▶ Excerpted text
I see this as a quality revolution at least as large as what Mr. Deming did for the Japan auto industry. We are JUST now experiencing the first batch of products based on this process. In a few years, competitors that don’t do this will be left even further behind. This whole process can’t be built over night….and has taken MS quite a while to build.

(this is a amazing lesson in software quality control).

Another issue here is use of standards:

One of real sticking points with propriety products like Office/Word has been the use of propriety document standards. While the open source community is STILL arguing what format to use, all of office 2003 has great XML support. You can now create a cool looking formatted word document on a 1981 ibm pc using gw-basic, and simply write out XML…word will load it. (and wow. does it work great?). Have you guys seen the cool xml support in word and Excel. Once again, MS is taking a open text format. and running with it. Many have commented that Open Office looks a bit old, and tired already (in the range of the older office 97).

The real problem I see here is that the gap in terms of help, support, and new features like XML support is actually means that ms Office is stretching out the lead over Open office. By the way, what great new features does Open office have? (and, how does the help and customer feed back system work? And, what is open source doing with open office in terms of the REAL NEED to secure company documents? I just see the gap getting wider between MS Office, and open office. That was NOT the case 3 years ago.

Open office seems to have lost it direction, and does not seem to know what road, or where the product should go. How can Open Office know where to go without a strong company committed to its future direction? Who is going add digital rights management to open office (ms has the plugs in now. and MANY companies are just waiting to have protected documents that you can’t take home, or email to competitors down the street (you might not like digital rights management, but I know a lot of companies that will go ape over the ability to protect their documents. Companies used to be able to protect their documents by limiting who had keys to the file cabinets). So, now we have Point Share services from MS that does this (and, it also integrates a whole bunch of workflow management into office also).

Worse, is now the deal between MS and Sun means that Sun wants to distance it self from open office. I think most would agree that Sun opened sourced office as a tactic to just hurt MS and the office/windows franchise. Sun has NO intention of battling MS anymore. And, they have given up on this lets try and make MS hurt and bleed concept.

▶ Dataset
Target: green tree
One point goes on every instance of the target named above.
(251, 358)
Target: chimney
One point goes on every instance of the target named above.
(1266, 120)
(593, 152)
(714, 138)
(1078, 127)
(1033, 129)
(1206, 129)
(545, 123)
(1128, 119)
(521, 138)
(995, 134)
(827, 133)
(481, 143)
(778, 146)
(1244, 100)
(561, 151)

▶ What the exercise asks
Please answer from the excerpted text: what does it say Sun no longer intends to do?

▶ Written response
Sun has no intention of battling MS anymore.